Exercise data:
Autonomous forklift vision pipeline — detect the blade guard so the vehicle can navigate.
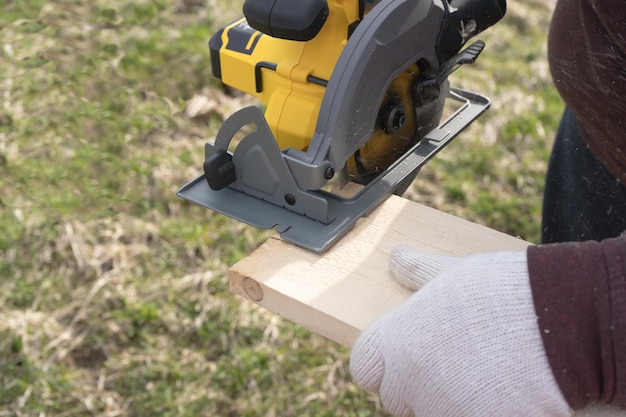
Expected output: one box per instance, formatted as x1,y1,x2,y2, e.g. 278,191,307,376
177,88,490,253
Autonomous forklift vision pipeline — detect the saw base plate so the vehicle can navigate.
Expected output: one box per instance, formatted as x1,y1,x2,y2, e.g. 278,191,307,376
177,88,489,253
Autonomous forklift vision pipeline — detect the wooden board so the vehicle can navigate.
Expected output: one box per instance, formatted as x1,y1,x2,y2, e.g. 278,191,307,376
229,194,529,347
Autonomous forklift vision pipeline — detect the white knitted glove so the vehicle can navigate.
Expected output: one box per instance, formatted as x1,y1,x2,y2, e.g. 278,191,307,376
350,246,572,417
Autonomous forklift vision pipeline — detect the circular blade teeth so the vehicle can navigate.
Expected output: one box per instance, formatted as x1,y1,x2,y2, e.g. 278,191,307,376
347,65,419,184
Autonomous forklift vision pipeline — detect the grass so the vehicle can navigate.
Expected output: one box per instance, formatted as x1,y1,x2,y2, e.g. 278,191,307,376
1,0,559,415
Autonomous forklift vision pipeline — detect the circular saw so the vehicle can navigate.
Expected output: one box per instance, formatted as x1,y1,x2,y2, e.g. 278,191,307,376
178,0,507,252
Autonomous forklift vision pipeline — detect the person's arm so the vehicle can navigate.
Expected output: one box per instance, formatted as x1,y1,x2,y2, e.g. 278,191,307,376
529,235,626,409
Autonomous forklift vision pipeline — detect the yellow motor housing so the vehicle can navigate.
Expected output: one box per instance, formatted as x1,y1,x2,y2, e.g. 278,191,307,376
209,0,361,151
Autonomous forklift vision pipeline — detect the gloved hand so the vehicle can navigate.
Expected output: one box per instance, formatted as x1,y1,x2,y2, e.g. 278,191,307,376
350,246,571,417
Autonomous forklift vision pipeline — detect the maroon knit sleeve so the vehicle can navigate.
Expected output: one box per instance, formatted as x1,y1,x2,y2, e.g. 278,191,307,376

Work instructions:
Copy each line of the entries that includes the word "pipeline".

Your response:
Autonomous forklift vision pipeline — detect the blade guard so the vehicle can navigate.
Autonomous forklift vision pipeline — detect the saw base plate so the vehicle can navigate.
Autonomous forklift vision pipeline — detect the wooden board so the vehicle can navigate.
Autonomous forklift vision pipeline — detect the white knitted glove so the vehicle can navigate.
Autonomous forklift vision pipeline — detect the circular blade teeth so the vehicle can navigate.
Autonomous forklift vision pipeline — detect the grass so the vehicle can navigate.
Autonomous forklift vision pipeline — detect the circular saw so the vehicle can navigate.
Autonomous forklift vision pipeline — detect the person's arm so the vehicle can navigate.
Autonomous forklift vision pipeline — detect the yellow motor housing so the vehicle can navigate.
Autonomous forklift vision pipeline — detect the gloved hand so the vehicle can navigate.
Autonomous forklift vision pipeline — detect the maroon knit sleeve so the vehicle can navigate.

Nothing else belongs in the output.